----- GIVEN DATA

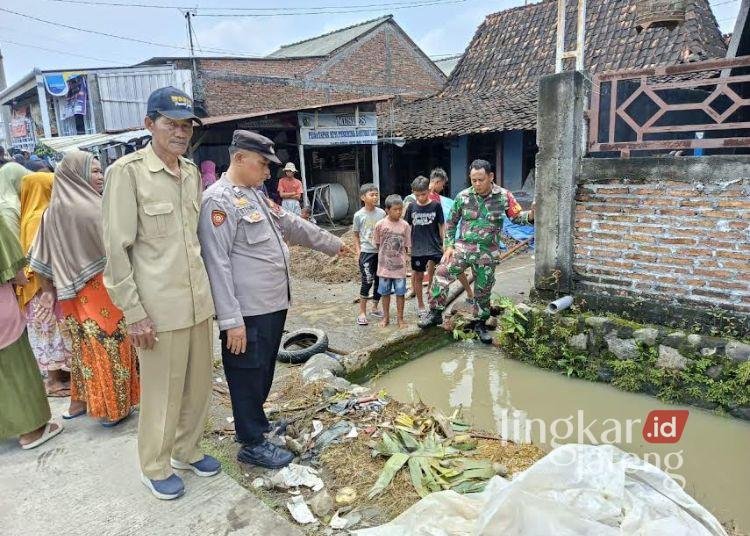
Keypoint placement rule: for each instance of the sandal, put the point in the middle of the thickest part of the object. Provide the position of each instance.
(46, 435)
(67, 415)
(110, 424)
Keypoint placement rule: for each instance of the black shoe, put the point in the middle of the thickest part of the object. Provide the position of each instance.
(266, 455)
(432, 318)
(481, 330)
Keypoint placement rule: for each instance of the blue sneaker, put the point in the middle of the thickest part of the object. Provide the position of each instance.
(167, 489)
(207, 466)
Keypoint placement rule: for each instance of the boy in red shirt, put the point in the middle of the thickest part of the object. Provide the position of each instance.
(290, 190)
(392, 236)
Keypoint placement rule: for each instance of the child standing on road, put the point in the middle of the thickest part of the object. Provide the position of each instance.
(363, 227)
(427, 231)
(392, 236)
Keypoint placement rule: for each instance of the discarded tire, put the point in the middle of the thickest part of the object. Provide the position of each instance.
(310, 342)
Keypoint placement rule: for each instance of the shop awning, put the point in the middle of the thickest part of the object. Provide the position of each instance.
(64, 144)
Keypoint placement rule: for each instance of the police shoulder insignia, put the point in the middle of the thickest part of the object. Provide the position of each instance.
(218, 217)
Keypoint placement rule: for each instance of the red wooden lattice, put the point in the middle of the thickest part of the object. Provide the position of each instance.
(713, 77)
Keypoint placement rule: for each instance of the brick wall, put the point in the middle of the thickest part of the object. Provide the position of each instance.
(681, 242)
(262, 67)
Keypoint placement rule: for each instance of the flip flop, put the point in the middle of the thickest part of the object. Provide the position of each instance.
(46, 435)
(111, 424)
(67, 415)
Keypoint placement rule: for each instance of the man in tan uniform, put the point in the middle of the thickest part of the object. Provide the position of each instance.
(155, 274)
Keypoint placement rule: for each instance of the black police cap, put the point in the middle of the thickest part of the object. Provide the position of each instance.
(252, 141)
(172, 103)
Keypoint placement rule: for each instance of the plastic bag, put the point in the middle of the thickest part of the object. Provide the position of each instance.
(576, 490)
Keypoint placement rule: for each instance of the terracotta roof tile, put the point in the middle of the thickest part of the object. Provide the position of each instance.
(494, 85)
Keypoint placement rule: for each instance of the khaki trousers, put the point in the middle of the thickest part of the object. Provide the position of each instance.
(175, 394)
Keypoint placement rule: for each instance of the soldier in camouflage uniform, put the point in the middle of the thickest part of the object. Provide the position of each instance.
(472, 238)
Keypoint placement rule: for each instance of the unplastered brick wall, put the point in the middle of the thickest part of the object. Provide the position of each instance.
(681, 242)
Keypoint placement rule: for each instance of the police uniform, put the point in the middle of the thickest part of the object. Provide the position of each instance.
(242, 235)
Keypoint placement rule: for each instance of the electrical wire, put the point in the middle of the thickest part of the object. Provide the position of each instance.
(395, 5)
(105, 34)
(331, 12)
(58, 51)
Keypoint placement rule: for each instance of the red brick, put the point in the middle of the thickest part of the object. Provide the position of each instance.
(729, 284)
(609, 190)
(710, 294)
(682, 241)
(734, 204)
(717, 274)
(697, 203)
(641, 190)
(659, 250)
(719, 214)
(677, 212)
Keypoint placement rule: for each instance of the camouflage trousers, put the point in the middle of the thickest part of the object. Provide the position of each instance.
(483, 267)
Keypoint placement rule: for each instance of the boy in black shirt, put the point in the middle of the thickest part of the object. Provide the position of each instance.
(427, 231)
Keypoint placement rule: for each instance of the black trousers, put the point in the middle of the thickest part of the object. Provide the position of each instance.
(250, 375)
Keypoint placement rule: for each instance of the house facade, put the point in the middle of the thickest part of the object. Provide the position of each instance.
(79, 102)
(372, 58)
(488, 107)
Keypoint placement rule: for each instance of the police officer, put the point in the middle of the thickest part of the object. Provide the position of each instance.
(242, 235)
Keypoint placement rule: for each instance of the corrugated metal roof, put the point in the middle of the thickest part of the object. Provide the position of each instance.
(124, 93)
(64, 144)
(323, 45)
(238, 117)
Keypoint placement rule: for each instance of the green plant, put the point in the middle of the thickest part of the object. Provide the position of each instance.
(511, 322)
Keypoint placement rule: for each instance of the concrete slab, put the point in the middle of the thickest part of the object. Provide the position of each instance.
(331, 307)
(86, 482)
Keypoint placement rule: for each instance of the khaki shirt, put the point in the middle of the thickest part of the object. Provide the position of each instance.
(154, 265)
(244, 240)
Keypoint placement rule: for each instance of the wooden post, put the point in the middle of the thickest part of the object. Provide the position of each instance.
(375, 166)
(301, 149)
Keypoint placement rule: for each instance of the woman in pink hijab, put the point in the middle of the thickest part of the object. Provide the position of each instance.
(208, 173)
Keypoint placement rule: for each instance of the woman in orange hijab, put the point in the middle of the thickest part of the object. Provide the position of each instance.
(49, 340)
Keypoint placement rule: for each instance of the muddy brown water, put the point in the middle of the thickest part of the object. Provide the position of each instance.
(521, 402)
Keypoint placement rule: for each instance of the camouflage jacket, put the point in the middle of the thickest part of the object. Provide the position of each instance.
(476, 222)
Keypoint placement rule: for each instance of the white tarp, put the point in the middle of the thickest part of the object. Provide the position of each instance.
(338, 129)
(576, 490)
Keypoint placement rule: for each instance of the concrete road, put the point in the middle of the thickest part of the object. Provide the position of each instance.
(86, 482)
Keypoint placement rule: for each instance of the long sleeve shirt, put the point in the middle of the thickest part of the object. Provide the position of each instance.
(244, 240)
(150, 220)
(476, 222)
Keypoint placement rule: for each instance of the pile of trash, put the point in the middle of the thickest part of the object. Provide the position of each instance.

----------

### SET TASK:
Recast every line of text in the material above as a numbered list, dropping blank lines and leaving out the pictures.

### EXERCISE RESPONSE:
1. Keypoint placement rule: for each instance of the sandal, put the point in the middle of the thickest part of the object. Provide the position of each instance.
2. (46, 435)
3. (67, 415)
4. (110, 424)
5. Keypoint placement rule: for each instance of the black shoe, put the point in the middle of the thickest part of the object. Provide the position of each instance.
6. (266, 455)
7. (432, 318)
8. (481, 330)
9. Keypoint placement rule: for each instance of the blue sneaker, put the point in the middle of the thickest part of the object. Provide the position of each instance.
10. (167, 489)
11. (207, 466)
12. Keypoint placement rule: for each instance of the boy in red shirt, put the point in the middle of the thickest part of the object. Provide the position of each instance.
13. (290, 190)
14. (392, 236)
15. Keypoint placement rule: for each instance of the child standing on road, put the point in the middle of the thickest part of the object. Provide the position of each instance.
16. (363, 227)
17. (427, 231)
18. (392, 236)
19. Keypoint placement rule: for each instance of the discarded tire, put the point in the middle of the thickest part of the object. Provide the position of each instance.
20. (310, 342)
21. Keypoint placement rule: for each instance of the shop awning, put the point in the middle of the thickest part of the object. Provide the position of each instance.
22. (64, 144)
23. Keypoint placement rule: for each instance of the police shoulder insignia, put the point in the middle of the thickest part of the object. Provide the position of each instance.
24. (218, 217)
25. Keypoint placement rule: for each instance of the red wooden lattice, put the point in the middle of the thickest part of the object. Provide the position of each instance.
26. (713, 77)
27. Keypoint placement rule: for each instance of the brick wall, put the point in the middle of the thickest part of the object. Provide the position of each instance.
28. (681, 242)
29. (262, 67)
30. Keypoint placement rule: for each instance of the flip flop, put the point in the middle of the thickest part of the object. Provide the position of each instance.
31. (46, 435)
32. (111, 424)
33. (67, 415)
34. Keypoint placement rule: for each instance of the man in tan uniform, put the point in the middle of the thickest part of the object. Provide the position of each instance.
35. (155, 274)
36. Keypoint placement rule: for each instance of the black police cap, put the point in the middle of the thickest part of the object. Provide the position of each instance.
37. (252, 141)
38. (172, 103)
39. Keypoint placement rule: for each instance of the plastic bag, put the point in the middle of the thickest part of the object. Provide the position of each instance.
40. (576, 490)
41. Keypoint placement rule: for each instance of the terracotta roof tile, put the point in the middle of the thickest part of the object. Provide the position of each instance.
42. (494, 85)
43. Keypoint placement rule: for each instance of the khaki trousers, put the point in the middle of the thickest part of the object. Provide the position of each instance.
44. (175, 394)
45. Keypoint placement rule: for each instance of the soldier in camouflage uniform, put the point in the middle of the thickest part of the object. Provide the position of each instance.
46. (472, 238)
47. Keypoint placement rule: for each instance of the unplastered brick wall, put the point in the middle of the thickest part of the object. Provide the position of each instance.
48. (681, 242)
49. Keypoint placement rule: for each instance of the police uniform, put the point in the middle of the thickest part of the object. Provide the position of each instance.
50. (242, 235)
51. Keypoint placement rule: for each instance of the electrical wire, put the point in the middle of the thickest part of the object. Provide the position of each instance.
52. (395, 5)
53. (105, 34)
54. (331, 12)
55. (58, 51)
56. Keypoint placement rule: for each instance of the red brick, put the point in the middle of the thickest part of the object. Provide the position of each instance.
57. (729, 284)
58. (609, 190)
59. (710, 294)
60. (682, 241)
61. (734, 204)
62. (717, 274)
63. (697, 203)
64. (641, 190)
65. (659, 250)
66. (719, 214)
67. (677, 212)
68. Keypoint placement rule: for each instance of the camouflage trousers, put the point in the middle of the thickest part of the object. Provide the position of each instance.
69. (483, 267)
70. Keypoint placement rule: for each instance of the boy in black shirt, put the point in the middle of the thickest part of the object. Provide the position of each instance.
71. (427, 231)
72. Keypoint placement rule: for each instance of the black trousers, put the point in the middle of the thickest part of the object. Provide the position of each instance.
73. (250, 375)
74. Keypoint placement rule: for each instance of the house facade, put the point in the middle of the thickest part of the object. Provide the position of each instance.
75. (79, 102)
76. (372, 58)
77. (488, 107)
78. Keypoint placement rule: for each instance of the police officer, put the point in the middle of the thickest part of the object. Provide the position of each instance.
79. (242, 235)
80. Keypoint placement rule: for each instance of the corrugated metal roof, put the point in the middle of the thickest part of the object. Provide the position of each instance.
81. (124, 93)
82. (64, 144)
83. (323, 45)
84. (238, 117)
85. Keypoint placement rule: for each instance of the green plant, put the point in the middle of the thickest part of the object. Provide the position of each instance.
86. (511, 322)
87. Keypoint placement rule: for each instance of the concrete slab, put the point in the middle of the thickest part of the object. Provide the position of each instance.
88. (331, 307)
89. (86, 482)
90. Keypoint placement rule: for each instance of the khaki shirt, put the point in the middle of the thickest part of the object. Provide the position of each instance.
91. (154, 265)
92. (244, 240)
93. Keypoint placement rule: for each instance of the wooden post, put the point in the middle of the thickest part of the object. Provide the position of each instance.
94. (375, 166)
95. (301, 149)
96. Keypoint placement rule: for each instance of the woman in pink hijab, put the point in the middle of the thickest part of the object. Provide the position of each instance.
97. (208, 173)
98. Keypoint placement rule: for each instance of the woman in orange hijab, put the point in the middle of the thickest part of the object. Provide the position of each instance.
99. (49, 340)
100. Keypoint placement rule: for each instance of the muddy brown water, put the point in the middle of the thickest part of the object. Provide the position of each instance.
101. (521, 402)
102. Keypoint placement rule: for each instance of the camouflage jacket, put the point in the middle of the thickest part of the object. Provide the position of each instance.
103. (476, 222)
104. Keypoint placement rule: for each instance of the white tarp, put the point in the middle of the thickest part of the object. Provide the position of each instance.
105. (338, 129)
106. (576, 490)
107. Keypoint placement rule: for each instance of the concrete road, put the point in the middle of the thickest part of the object. Provide the position of each instance.
108. (86, 482)
109. Keypoint placement rule: for each instance of the long sleeve shirt, put the point in the middle of the thickest part of the object. Provide the position of each instance.
110. (244, 240)
111. (150, 220)
112. (476, 222)
113. Keypoint placement rule: for each instance of the pile of trash, put the point in the middle of the thickest part of the object. Provide the position of each instance.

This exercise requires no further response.